- Input
◆ ◆ ◆ ◆ ◆

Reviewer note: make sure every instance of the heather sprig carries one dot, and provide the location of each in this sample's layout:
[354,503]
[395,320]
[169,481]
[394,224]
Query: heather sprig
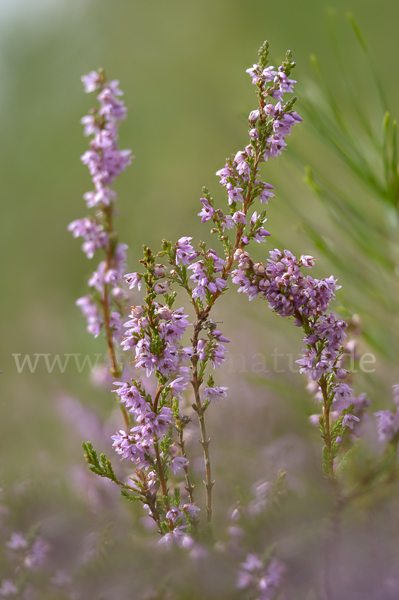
[155,329]
[105,161]
[292,294]
[269,124]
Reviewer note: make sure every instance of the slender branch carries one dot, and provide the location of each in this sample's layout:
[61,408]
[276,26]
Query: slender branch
[189,486]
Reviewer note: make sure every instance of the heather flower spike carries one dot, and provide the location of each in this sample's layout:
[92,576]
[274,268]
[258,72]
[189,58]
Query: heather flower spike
[154,331]
[105,161]
[175,351]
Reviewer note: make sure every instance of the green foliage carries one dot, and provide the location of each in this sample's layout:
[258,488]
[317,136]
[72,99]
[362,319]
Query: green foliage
[100,466]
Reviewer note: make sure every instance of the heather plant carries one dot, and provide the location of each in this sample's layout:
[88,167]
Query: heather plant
[174,349]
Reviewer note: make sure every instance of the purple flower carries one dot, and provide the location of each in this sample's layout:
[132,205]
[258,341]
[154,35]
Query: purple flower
[17,542]
[178,463]
[91,81]
[215,393]
[239,217]
[133,279]
[185,253]
[8,588]
[207,211]
[349,420]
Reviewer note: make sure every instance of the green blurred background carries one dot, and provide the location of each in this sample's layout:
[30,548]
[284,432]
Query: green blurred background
[182,67]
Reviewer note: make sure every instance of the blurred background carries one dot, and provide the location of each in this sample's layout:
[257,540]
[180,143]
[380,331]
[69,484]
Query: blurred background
[182,68]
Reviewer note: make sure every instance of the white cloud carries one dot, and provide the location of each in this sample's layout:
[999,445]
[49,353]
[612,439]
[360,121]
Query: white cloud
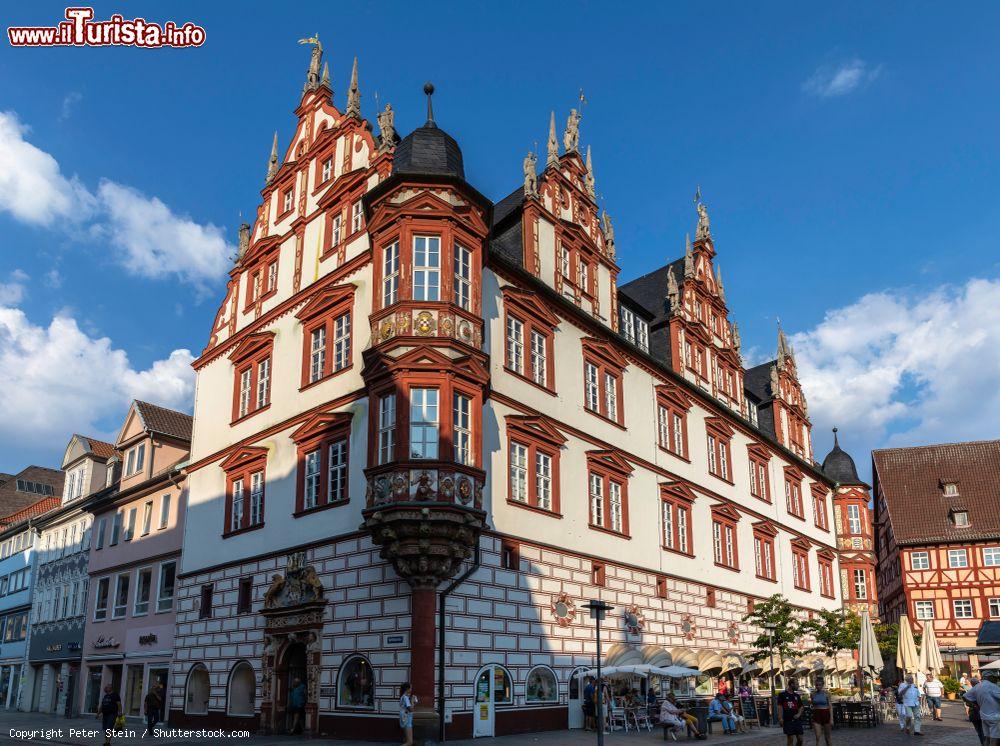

◆ ◆ ◆ ◆ ◆

- Exercise aim
Pull out every line of the rows above that contains the word "this", treating uppercase and lowercase letters as different.

- The solution
Reviewer note: make sure every instance of the heather sprig carries one dot, and provide the location of each in this sample's layout:
Reviewer note: make sure every instance of the slender branch carries one dot, and provide the location of each in this sample's layout:
Reviewer note: make sure every instance of the heather flower spike carries one dot, and provide the location of each in this sample's layout:
Reviewer note: make sure every instance of the green foliage carries one dot, and provide the location of each in this sample's layout:
Reviewer note: make sure every instance of the heather plant carries one dot, and provide the location of each in this sample's layout:
Reviewer note: make sure every instance of the purple flower carries one dot, and provide the location of each in this sample's layout:
Reviewer note: make sure every instance of the green blurred background carries one dot, and provide the location of each in this sample's layout:
Reviewer note: make sure every instance of the blurred background carries one dot, and provide the location of each in this sample's layout:
Reviewer note: make sure every instance of the white cloud carries one dot, and provide the location of each in this sample's layout:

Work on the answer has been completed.